## GIVEN REQUEST 1
Answer these questions from the thread on starting a first planted tank:
(a) What size is the tank in the listed equipment?
(b) Besides good lights, what else does Redhead305 say will be needed for a carpet look?
(c) What additional source of light does Coolfish say will shine on the tank?
## GIVEN REQUEST 2
Rename "drain grate" to "floor drain" throughout the entries, and leave everything else in their lines unchanged.
# Start of DOCUMENT PASSAGE
# Starting my first planted tank.



## Coolfish

This thread will be for my first planted tank. I already got all the stuff to get this done except co2. Equipment: 29g tank with hood, t8 light, big bag of Eco complete, root tabs, dwarf hair grass, bacopa, aquatop cf400-Uv canister filter, 29g wood stand. Tomorrow I'm going to get the stand built and by the night it should be ready to plant. I been reading for months about this stuff now it's time for hands on. I welcome any tips to help me have a nice planted tank. Maybe a nice piece of drift wood in the middle with some moss growing off it like a tree. I'm going for that carpet look maybe some tall grass toward the back.


----------



## Redhead305

if your going for a carpet look you'll need good lights not the standard lights that come with most kits. also defintly will need a co2 setup wheather its pressurized or not


----------



## Cory1990

You can do a DIY co2 look at my post in te DIY. It looks like crap, it doesn't have a ton of pressure but it works well and I seen growth since I added it. 

As for lights you will need a strong light if you want a carpet. 

IMO planted tanks are easy and once your hooked on plants you will be looking at them more then the fish.


----------



## Coolfish

I have good natural sun light that will shine on the tank as well. Maybe I will get a small co2 tank later. I been reading a bunch about this already.
# End of DOCUMENT PASSAGE
# Start of MATERIAL FOR THIS TASK
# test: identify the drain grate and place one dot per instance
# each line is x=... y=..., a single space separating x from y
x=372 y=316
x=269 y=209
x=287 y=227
# End of MATERIAL FOR THIS TASK
## EXERCISE SOLUTION 1
(a) 29 gallons (listed as "29g tank with hood").
(b) A CO2 setup, whether pressurized or not.
(c) Good natural sunlight.

## EXERCISE SOLUTION 2
# test: identify the floor drain and place one dot per instance
# each line is x=... y=..., a single space separating x from y
x=372 y=316
x=269 y=209
x=287 y=227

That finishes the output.